• _Documento_
· · · · · · ·

Trump subido a un camión de bomberos en una feria de productos fabricados en EEUU celebrada en la Casa Blanca.

Iñigo Sáenz de Ugarte

Hace un año, Donald Trump tomó posesión de su cargo en Washington con un discurso ultranacionalista cuyo grito “America First” sonó como una amenaza en todo el mundo. El principal inspirador del mensaje, Steve Bannon, está hoy fuera de la Casa Blanca y ha sido repudiado por el entorno de Trump. Pero en la Casa Blanca permanece el hombre que cree firmemente en esas ideas.

Este fin de semana, la falta de acuerdo entre republicanos y demócratas sobre el techo de gasto del Gobierno federal –indispensable al no haber un presupuesto aprobado– ha provocado lo que llaman allí el shutdown, es decir, el cierre temporal de todos los organismos federales que no son básicos.

Trump exige fondos cuantiosos para la construcción de un muro en la frontera con México, mientras que los demócratas plantean como irrenunciable la regularización de los dreamers, los inmigrantes que llegaron a EEUU cuando eran niños con sus familias sin que sus padres tuvieran papeles que legalizaran su estancia en el país. 

Es otro capítulo más de una presidencia que nunca ha renunciado a los principios que llevaron a Trump a la victoria electoral. 

En estos doce meses el mundo ha comprobado que iba en serio. El autoritarismo y la xenofobia son una parte fundamental del lenguaje político con el que se manifiesta el presidente de EEUU con muy poco respeto o ninguno a las tradiciones políticas, el equilibrio de poderes y la propia Constitución.

El caos como forma de gobierno

Todas los gobiernos norteamericanos se parecen bastante en su funcionamiento interno, sobre todo cuando pasan unos meses. Ninguno en el pasado reciente es como el de Trump. El caos ha sido su estado natural, porque ninguno de los puestos clave ha gozado de la más mínima estabilidad.

En un año, el presidente ha perdido a su jefe de gabinete, su principal consejero estratégico, su consejero de Seguridad Nacional, su secretario de Prensa y su director de Comunicación (dos veces). 

Entre los puestos más influyentes sólo queda desde el principio su familia, porque la Casa Blanca es ya sin dudas lo que parecía al principio: una corporación familiar con un presidente ejecutivo al frente y un ego del tamaño de la torre de la Quinta Avenida que lleva su nombre. Ivanka Trump y su esposo Jared Kushner continúan estando a su lado, no en calidad de hija y yerno, sino de consejeros políticos.

Ella tiene 36 años; él, 37. La experiencia política de ambos se limita a su pertenencia a La Familia.

· · · · · · ·

• _Problema propuesto_
Del artículo sobre el primer año de Trump en la presidencia, copia sin ningún cambio todo lo que va desde "Trump subido a" hasta "en esas ideas.".

· · · · · · ·

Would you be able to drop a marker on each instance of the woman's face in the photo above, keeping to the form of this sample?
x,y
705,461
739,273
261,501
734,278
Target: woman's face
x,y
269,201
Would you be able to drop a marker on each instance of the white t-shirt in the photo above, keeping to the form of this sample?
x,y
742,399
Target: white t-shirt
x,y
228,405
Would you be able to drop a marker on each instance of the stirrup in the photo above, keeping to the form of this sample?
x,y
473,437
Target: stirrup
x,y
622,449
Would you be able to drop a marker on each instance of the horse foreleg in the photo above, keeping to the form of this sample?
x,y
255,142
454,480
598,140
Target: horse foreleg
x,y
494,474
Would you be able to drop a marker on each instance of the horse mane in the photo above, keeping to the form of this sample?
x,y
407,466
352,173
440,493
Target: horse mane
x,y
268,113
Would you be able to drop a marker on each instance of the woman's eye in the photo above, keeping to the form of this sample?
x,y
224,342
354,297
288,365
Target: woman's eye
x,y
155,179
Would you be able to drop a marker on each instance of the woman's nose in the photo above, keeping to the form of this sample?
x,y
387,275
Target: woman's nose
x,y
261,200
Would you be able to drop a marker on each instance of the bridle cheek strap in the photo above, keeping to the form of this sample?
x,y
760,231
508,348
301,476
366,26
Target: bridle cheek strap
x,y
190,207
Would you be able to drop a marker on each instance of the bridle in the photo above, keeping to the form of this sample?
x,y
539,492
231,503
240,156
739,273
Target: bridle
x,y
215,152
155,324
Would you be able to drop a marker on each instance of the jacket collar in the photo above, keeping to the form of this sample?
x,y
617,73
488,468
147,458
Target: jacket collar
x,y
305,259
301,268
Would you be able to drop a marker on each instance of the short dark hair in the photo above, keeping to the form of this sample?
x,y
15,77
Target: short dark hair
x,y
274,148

· · · · · · ·

• _Solución del ejercicio_
Trump subido a un camión de bomberos en una feria de productos fabricados en EEUU celebrada en la Casa Blanca.

Iñigo Sáenz de Ugarte

Hace un año, Donald Trump tomó posesión de su cargo en Washington con un discurso ultranacionalista cuyo grito “America First” sonó como una amenaza en todo el mundo. El principal inspirador del mensaje, Steve Bannon, está hoy fuera de la Casa Blanca y ha sido repudiado por el entorno de Trump. Pero en la Casa Blanca permanece el hombre que cree firmemente en esas ideas.